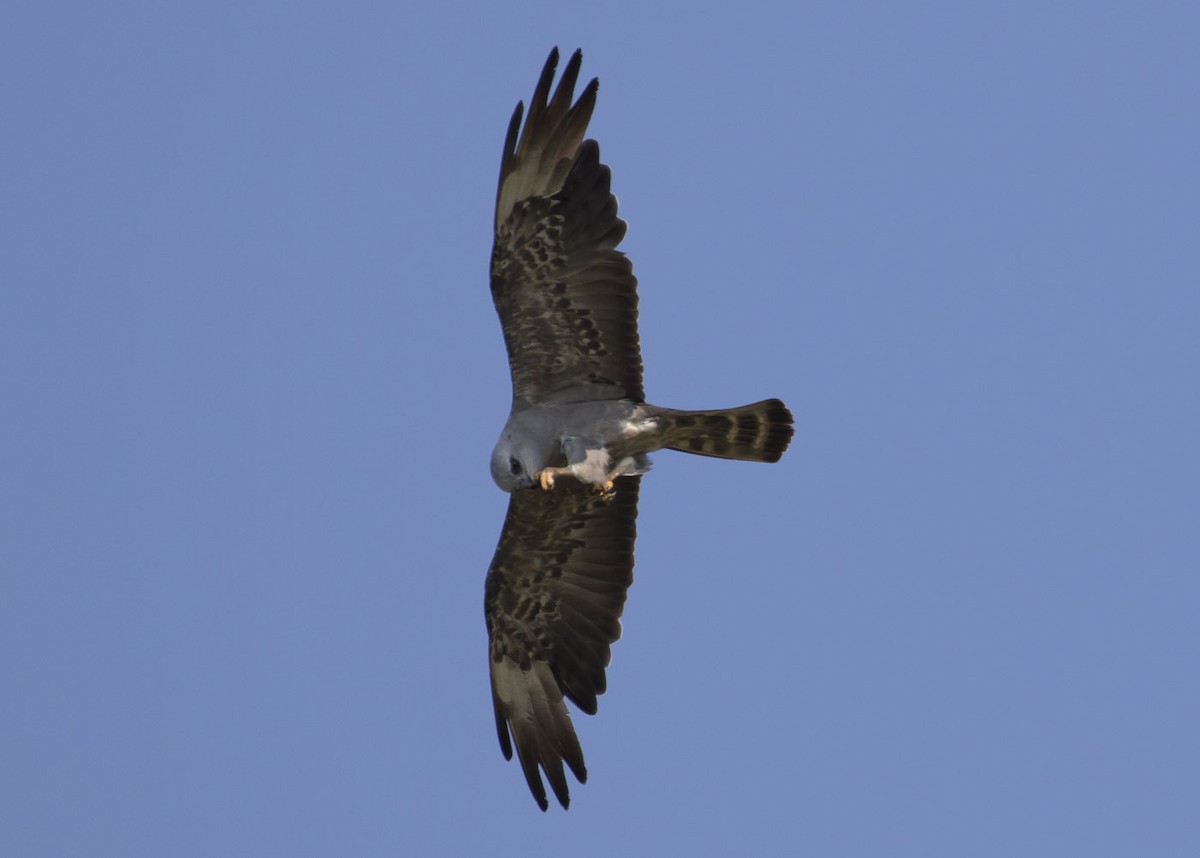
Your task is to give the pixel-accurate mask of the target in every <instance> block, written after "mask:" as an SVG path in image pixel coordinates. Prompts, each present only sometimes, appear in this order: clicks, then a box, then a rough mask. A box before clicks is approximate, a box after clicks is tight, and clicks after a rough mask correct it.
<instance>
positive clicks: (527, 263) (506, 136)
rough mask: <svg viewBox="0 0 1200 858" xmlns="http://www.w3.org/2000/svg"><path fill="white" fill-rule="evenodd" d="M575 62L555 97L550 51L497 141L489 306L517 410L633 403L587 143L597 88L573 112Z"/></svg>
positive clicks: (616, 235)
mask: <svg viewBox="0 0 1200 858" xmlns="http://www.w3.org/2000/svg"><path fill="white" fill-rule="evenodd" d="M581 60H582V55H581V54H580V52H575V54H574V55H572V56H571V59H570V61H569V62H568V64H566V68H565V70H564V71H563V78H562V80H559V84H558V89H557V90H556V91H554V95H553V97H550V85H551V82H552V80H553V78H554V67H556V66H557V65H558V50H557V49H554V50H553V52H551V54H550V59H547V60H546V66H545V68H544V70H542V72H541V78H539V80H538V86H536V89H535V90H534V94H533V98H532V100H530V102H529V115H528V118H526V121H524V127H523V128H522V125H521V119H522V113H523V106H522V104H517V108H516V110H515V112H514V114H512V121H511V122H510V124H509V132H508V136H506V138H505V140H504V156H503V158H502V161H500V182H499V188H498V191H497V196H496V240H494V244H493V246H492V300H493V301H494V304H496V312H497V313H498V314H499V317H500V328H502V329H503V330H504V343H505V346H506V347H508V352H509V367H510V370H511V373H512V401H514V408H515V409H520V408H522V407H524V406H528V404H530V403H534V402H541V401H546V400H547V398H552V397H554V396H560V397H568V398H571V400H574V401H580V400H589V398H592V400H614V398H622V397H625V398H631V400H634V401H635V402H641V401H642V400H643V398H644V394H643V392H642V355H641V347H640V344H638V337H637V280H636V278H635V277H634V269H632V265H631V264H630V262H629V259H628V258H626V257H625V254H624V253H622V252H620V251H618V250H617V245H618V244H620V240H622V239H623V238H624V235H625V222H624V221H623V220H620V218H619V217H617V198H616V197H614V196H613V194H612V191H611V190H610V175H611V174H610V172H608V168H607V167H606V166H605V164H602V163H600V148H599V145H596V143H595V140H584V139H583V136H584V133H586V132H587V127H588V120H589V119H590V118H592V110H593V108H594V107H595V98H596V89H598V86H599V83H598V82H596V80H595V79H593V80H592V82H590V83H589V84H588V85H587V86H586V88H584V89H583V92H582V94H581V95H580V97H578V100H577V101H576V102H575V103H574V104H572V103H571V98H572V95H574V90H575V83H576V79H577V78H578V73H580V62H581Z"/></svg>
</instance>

Exercise requirements: Print every row above again word for word, but leave out the pictures.

Solution to the problem:
Your task is to give the pixel-accurate mask of the target in every <instance> block, written after "mask:" as an SVG path in image pixel coordinates. Prompts, each present only sometimes, appear in this order: clicks, then a box, then a rough mask. A box before clicks is approximate, a box after clicks is tight, and clicks after a rough mask correct it.
<instance>
positive clicks: (527, 263) (506, 136)
rough mask: <svg viewBox="0 0 1200 858" xmlns="http://www.w3.org/2000/svg"><path fill="white" fill-rule="evenodd" d="M575 62L555 97L550 51L497 141L489 306L517 410L633 403L587 143L597 88L573 112Z"/></svg>
positive clicks: (616, 235)
mask: <svg viewBox="0 0 1200 858" xmlns="http://www.w3.org/2000/svg"><path fill="white" fill-rule="evenodd" d="M581 60H582V55H581V54H580V52H575V54H574V55H572V56H571V59H570V61H569V62H568V64H566V68H565V70H564V71H563V78H562V80H559V84H558V89H557V90H556V91H554V95H553V97H550V85H551V82H552V80H553V78H554V67H556V66H557V65H558V50H557V49H554V50H553V52H551V54H550V59H547V60H546V66H545V68H544V70H542V72H541V78H539V80H538V86H536V89H535V90H534V94H533V98H532V100H530V102H529V115H528V118H526V121H524V127H523V128H522V125H521V119H522V113H523V106H522V104H517V108H516V110H515V112H514V114H512V121H511V122H510V124H509V132H508V136H506V138H505V140H504V156H503V158H502V161H500V182H499V188H498V191H497V196H496V240H494V244H493V246H492V300H493V301H494V304H496V312H497V313H498V314H499V317H500V328H502V329H503V330H504V343H505V346H506V347H508V352H509V367H510V370H511V373H512V401H514V408H515V409H520V408H522V407H524V406H528V404H530V403H534V402H541V401H546V400H547V398H552V397H554V396H560V397H568V398H571V400H574V401H580V400H589V398H592V400H614V398H622V397H625V398H631V400H634V401H635V402H641V401H642V400H643V398H644V394H643V392H642V355H641V347H640V344H638V337H637V280H636V278H635V277H634V269H632V265H631V264H630V262H629V259H628V258H626V257H625V254H624V253H622V252H620V251H618V250H617V245H618V244H620V240H622V239H623V238H624V235H625V222H624V221H623V220H620V218H619V217H617V198H616V197H614V196H613V194H612V191H611V190H610V175H611V174H610V172H608V168H607V167H606V166H605V164H602V163H600V148H599V145H596V143H595V140H584V139H583V136H584V133H586V132H587V127H588V120H589V119H590V118H592V110H593V108H594V107H595V98H596V89H598V86H599V83H598V82H596V80H595V79H593V80H592V82H590V83H589V84H588V85H587V86H586V88H584V89H583V92H582V94H581V95H580V97H578V100H577V101H576V102H575V103H574V104H572V103H571V98H572V95H574V90H575V83H576V79H577V78H578V73H580V62H581Z"/></svg>
</instance>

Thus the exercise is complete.